As has already been noted, the spatial distribution typical of the spy film leads to its’ syntactic properties which are quite indistinguishable from political/ideological concerns. Before boarding this aspect of the three films, it should be noted that their semantic elements quite clearly and firmly inscribe them into the spy genre: from the agent and his/her problematic identity to the encoded secret information to tropes of paranoia and space distributions, X-25 Reports, Point 905 and ABC of Fear are exemplary spy films on a semantic level. This being at least partially demonstrated, the analysis can now cross from semantics to syntax.

The Syntax of Yugoslav Spy Films

As has been noted above, the fundamental ‘syntactic’ element of the spy genre—the element which governs the distribution of all the enumerated typical motifs—could be defined as one of intrusion over a spatial and political-ideological divide. Two things can be noticed right away with regards to this fundamental motif in all three films. Firstly, the spy plot is tied to the period of World War Two and its immediate aftermath; it is therefore not contemporary to the films, appearing at the beginning of the 1960s. Secondly, it fully relies on the concept of an enemy within. In all three cases, the spy infiltrates groups of indigenous traitors: the Ustasha and the Chetniks respectively.

This prevailing pattern could be explained through an interplay of genre patterns and geopolitics. As has already been noted, the beginning of the 1960s was a time of intense reception of predominantly American popular culture in Yugoslavia. These trends were then often ‘domesticised’ by being grafted upon the genre most prominent in Yugoslavia, namely that of war, or more specifically, partisan film. A famous example of this procedure, analysed in depth by Nikica Gilić (Citation2015), are films by Žika Mitrović in which the conflicts of WWII and their aftermath are coded through a semantics typical of the western genre. As has been demonstrated in the opening segments of this essay, this grafting process was then interpreted teleologically as a mechanism pushing Yugoslav cinema towards the well-made film and away from crude socialist-realist ideological constructs.

Detection annotation records:
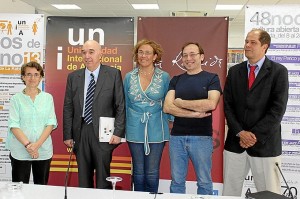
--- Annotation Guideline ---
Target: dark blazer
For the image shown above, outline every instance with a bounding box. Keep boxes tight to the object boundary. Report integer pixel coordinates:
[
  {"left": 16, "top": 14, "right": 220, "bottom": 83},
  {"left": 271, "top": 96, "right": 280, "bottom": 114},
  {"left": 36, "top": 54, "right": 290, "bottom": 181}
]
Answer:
[
  {"left": 224, "top": 57, "right": 289, "bottom": 157},
  {"left": 63, "top": 65, "right": 125, "bottom": 150}
]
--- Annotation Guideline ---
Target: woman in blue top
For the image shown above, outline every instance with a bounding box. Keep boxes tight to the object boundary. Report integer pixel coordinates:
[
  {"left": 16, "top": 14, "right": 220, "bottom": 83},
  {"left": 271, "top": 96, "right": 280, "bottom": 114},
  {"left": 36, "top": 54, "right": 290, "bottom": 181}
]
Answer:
[
  {"left": 124, "top": 40, "right": 170, "bottom": 193},
  {"left": 6, "top": 62, "right": 57, "bottom": 184}
]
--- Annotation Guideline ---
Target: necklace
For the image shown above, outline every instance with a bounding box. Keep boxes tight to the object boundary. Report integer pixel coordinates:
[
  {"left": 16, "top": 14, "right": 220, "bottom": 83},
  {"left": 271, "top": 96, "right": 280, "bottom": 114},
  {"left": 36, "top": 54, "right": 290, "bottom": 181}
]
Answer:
[
  {"left": 139, "top": 67, "right": 154, "bottom": 75},
  {"left": 22, "top": 88, "right": 41, "bottom": 95}
]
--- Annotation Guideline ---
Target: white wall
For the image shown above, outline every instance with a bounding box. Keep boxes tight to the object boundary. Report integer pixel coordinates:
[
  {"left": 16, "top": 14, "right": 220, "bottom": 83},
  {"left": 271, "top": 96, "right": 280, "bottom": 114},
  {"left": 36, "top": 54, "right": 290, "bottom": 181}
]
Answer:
[{"left": 0, "top": 0, "right": 38, "bottom": 14}]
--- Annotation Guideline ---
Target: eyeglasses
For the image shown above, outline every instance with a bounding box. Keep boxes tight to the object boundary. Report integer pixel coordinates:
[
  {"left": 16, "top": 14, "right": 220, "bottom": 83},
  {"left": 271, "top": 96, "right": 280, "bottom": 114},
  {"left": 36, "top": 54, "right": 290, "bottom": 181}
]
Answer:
[
  {"left": 138, "top": 51, "right": 153, "bottom": 56},
  {"left": 182, "top": 53, "right": 200, "bottom": 59},
  {"left": 24, "top": 73, "right": 41, "bottom": 78}
]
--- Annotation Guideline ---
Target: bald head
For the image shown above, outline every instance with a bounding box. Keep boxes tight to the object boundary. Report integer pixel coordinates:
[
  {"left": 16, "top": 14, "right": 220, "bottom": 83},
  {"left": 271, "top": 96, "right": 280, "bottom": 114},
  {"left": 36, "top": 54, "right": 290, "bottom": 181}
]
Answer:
[{"left": 81, "top": 40, "right": 102, "bottom": 71}]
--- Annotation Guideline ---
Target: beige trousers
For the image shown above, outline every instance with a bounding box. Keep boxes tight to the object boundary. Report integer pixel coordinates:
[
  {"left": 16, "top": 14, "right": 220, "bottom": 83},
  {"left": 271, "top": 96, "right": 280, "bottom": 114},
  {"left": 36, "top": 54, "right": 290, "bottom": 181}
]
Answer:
[{"left": 223, "top": 150, "right": 281, "bottom": 196}]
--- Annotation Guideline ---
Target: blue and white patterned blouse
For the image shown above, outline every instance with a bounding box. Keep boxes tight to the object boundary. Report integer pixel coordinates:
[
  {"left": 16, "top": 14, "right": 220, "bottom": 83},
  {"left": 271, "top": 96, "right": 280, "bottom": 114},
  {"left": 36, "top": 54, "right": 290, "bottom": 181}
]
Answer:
[{"left": 124, "top": 67, "right": 170, "bottom": 155}]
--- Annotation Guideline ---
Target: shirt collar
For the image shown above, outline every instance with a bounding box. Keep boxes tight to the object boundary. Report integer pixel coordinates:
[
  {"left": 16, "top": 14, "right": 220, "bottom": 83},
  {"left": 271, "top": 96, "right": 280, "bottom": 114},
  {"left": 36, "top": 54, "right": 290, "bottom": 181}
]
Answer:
[
  {"left": 85, "top": 65, "right": 101, "bottom": 82},
  {"left": 247, "top": 56, "right": 266, "bottom": 70}
]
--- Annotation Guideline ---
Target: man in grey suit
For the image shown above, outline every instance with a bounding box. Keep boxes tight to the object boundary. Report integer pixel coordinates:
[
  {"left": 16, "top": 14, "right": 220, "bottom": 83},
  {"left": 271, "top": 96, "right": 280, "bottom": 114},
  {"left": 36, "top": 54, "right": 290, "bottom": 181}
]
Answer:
[
  {"left": 63, "top": 40, "right": 125, "bottom": 189},
  {"left": 223, "top": 29, "right": 289, "bottom": 196}
]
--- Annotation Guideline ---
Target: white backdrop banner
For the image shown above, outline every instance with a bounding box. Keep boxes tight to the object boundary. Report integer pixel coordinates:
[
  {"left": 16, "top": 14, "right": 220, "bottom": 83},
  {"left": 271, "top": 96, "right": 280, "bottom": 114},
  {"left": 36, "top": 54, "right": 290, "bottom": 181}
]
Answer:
[
  {"left": 243, "top": 5, "right": 300, "bottom": 195},
  {"left": 0, "top": 13, "right": 45, "bottom": 181}
]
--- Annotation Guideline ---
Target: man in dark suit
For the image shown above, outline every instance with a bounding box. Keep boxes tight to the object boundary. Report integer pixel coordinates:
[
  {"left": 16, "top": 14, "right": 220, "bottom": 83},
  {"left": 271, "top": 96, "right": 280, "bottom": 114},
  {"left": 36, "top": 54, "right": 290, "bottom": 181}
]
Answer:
[
  {"left": 223, "top": 29, "right": 289, "bottom": 196},
  {"left": 63, "top": 40, "right": 125, "bottom": 188}
]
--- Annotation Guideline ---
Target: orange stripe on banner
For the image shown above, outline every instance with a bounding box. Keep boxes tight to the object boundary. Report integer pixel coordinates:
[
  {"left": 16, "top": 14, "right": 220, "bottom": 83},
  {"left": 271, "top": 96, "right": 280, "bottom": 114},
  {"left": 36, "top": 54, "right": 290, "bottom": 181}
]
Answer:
[
  {"left": 112, "top": 156, "right": 131, "bottom": 162},
  {"left": 51, "top": 160, "right": 131, "bottom": 168},
  {"left": 0, "top": 66, "right": 20, "bottom": 75},
  {"left": 110, "top": 162, "right": 131, "bottom": 168},
  {"left": 110, "top": 169, "right": 131, "bottom": 175},
  {"left": 51, "top": 160, "right": 77, "bottom": 166},
  {"left": 50, "top": 167, "right": 78, "bottom": 173},
  {"left": 52, "top": 154, "right": 131, "bottom": 162}
]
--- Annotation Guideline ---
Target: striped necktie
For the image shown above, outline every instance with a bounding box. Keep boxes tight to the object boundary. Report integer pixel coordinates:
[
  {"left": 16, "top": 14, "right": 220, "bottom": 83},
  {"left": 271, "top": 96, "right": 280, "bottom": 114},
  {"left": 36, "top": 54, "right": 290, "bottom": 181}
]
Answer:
[
  {"left": 84, "top": 73, "right": 96, "bottom": 124},
  {"left": 248, "top": 65, "right": 256, "bottom": 90}
]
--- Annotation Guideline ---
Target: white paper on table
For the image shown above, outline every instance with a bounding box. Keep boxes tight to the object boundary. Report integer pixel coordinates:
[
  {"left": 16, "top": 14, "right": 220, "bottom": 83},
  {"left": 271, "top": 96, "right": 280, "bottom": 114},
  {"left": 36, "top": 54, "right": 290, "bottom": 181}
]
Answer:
[{"left": 99, "top": 117, "right": 126, "bottom": 142}]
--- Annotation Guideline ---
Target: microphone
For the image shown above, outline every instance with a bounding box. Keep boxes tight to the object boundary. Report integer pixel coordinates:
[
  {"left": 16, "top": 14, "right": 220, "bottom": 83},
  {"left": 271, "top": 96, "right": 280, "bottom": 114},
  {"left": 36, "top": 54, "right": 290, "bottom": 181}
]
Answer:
[
  {"left": 149, "top": 192, "right": 163, "bottom": 199},
  {"left": 64, "top": 142, "right": 75, "bottom": 199},
  {"left": 275, "top": 162, "right": 294, "bottom": 198}
]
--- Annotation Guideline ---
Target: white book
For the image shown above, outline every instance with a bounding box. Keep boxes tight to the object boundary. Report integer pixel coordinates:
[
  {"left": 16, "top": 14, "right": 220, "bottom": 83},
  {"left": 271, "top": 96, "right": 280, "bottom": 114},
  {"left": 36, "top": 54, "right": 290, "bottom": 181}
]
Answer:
[{"left": 99, "top": 117, "right": 126, "bottom": 142}]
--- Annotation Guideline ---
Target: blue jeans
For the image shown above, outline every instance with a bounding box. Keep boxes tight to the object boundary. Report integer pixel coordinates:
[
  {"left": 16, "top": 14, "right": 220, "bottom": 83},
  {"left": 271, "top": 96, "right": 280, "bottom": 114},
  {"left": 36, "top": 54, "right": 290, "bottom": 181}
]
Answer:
[
  {"left": 128, "top": 142, "right": 165, "bottom": 193},
  {"left": 169, "top": 136, "right": 213, "bottom": 195}
]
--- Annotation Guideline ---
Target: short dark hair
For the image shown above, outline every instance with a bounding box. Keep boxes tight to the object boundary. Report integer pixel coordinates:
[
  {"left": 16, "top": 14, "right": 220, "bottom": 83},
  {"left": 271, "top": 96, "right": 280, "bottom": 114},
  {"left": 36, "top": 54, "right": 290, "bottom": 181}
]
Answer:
[
  {"left": 133, "top": 39, "right": 163, "bottom": 64},
  {"left": 21, "top": 61, "right": 45, "bottom": 84}
]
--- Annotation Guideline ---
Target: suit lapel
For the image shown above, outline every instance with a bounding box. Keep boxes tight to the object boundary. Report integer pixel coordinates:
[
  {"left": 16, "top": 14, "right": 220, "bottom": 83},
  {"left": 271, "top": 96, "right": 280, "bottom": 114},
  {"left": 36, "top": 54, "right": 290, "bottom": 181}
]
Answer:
[
  {"left": 239, "top": 62, "right": 248, "bottom": 90},
  {"left": 78, "top": 69, "right": 85, "bottom": 110},
  {"left": 94, "top": 65, "right": 107, "bottom": 101}
]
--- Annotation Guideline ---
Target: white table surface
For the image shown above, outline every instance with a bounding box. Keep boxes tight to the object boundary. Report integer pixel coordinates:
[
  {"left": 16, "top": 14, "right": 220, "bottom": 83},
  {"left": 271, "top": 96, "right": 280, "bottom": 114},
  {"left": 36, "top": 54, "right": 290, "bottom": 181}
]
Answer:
[{"left": 0, "top": 182, "right": 241, "bottom": 199}]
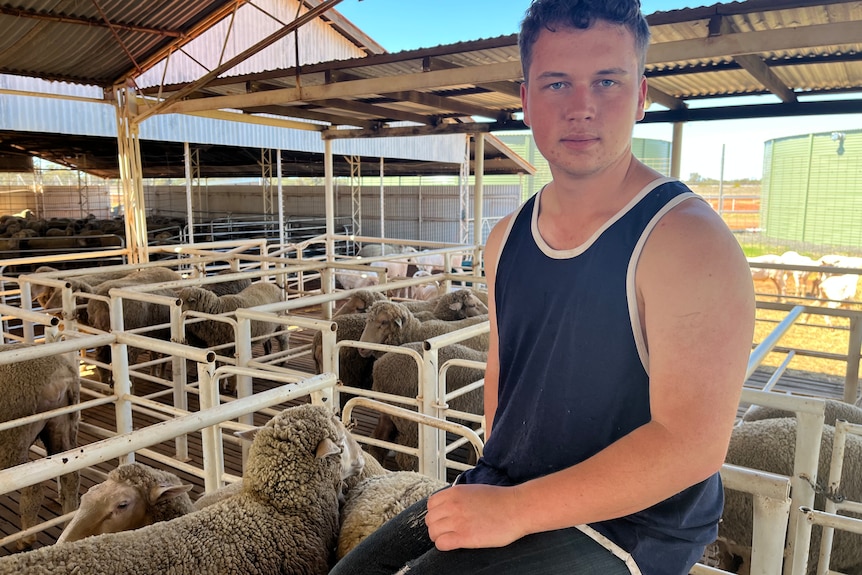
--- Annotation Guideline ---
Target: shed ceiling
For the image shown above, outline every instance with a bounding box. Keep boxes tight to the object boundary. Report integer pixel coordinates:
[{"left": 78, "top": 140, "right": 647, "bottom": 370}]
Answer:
[{"left": 0, "top": 0, "right": 862, "bottom": 177}]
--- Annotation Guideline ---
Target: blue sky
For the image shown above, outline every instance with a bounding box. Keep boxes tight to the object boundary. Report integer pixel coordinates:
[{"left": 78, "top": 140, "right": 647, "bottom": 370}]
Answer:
[{"left": 336, "top": 0, "right": 862, "bottom": 179}]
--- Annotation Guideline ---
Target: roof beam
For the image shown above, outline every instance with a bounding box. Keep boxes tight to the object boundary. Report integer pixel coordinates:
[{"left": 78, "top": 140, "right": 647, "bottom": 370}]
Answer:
[
  {"left": 647, "top": 85, "right": 686, "bottom": 110},
  {"left": 135, "top": 0, "right": 341, "bottom": 122},
  {"left": 647, "top": 21, "right": 859, "bottom": 65},
  {"left": 422, "top": 57, "right": 523, "bottom": 99},
  {"left": 0, "top": 6, "right": 183, "bottom": 38},
  {"left": 308, "top": 98, "right": 439, "bottom": 126},
  {"left": 322, "top": 123, "right": 490, "bottom": 140},
  {"left": 709, "top": 15, "right": 796, "bottom": 103},
  {"left": 162, "top": 62, "right": 521, "bottom": 113},
  {"left": 381, "top": 92, "right": 500, "bottom": 118}
]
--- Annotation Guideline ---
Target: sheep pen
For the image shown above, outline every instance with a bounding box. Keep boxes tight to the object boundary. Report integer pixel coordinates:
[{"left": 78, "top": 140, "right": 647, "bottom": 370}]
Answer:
[{"left": 0, "top": 405, "right": 363, "bottom": 575}]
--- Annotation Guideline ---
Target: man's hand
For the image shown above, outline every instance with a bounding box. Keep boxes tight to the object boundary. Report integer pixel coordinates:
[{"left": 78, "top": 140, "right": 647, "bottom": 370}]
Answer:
[{"left": 425, "top": 485, "right": 527, "bottom": 551}]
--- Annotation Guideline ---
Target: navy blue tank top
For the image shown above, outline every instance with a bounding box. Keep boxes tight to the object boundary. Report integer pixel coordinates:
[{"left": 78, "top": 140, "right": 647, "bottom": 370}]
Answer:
[{"left": 459, "top": 178, "right": 723, "bottom": 574}]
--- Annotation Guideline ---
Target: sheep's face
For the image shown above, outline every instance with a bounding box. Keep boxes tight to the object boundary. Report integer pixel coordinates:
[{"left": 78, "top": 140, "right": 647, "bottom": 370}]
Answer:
[
  {"left": 456, "top": 292, "right": 488, "bottom": 317},
  {"left": 359, "top": 302, "right": 410, "bottom": 357},
  {"left": 241, "top": 405, "right": 365, "bottom": 497}
]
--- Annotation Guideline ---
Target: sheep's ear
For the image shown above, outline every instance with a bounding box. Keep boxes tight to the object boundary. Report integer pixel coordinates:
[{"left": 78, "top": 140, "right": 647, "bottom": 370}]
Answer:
[
  {"left": 233, "top": 427, "right": 263, "bottom": 441},
  {"left": 150, "top": 484, "right": 192, "bottom": 504},
  {"left": 315, "top": 437, "right": 341, "bottom": 459}
]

- WHAT IS REQUIRED -
Quote the passage on Yugoslav spy films word for word, starting with "As has been noted" and going on through "the Chetniks respectively.".

- CORRECT RESPONSE -
As has been noted above, the fundamental ‘syntactic’ element of the spy genre—the element which governs the distribution of all the enumerated typical motifs—could be defined as one of intrusion over a spatial and political-ideological divide. Two things can be noticed right away with regards to this fundamental motif in all three films. Firstly, the spy plot is tied to the period of World War Two and its immediate aftermath; it is therefore not contemporary to the films, appearing at the beginning of the 1960s. Secondly, it fully relies on the concept of an enemy within. In all three cases, the spy infiltrates groups of indigenous traitors: the Ustasha and the Chetniks respectively.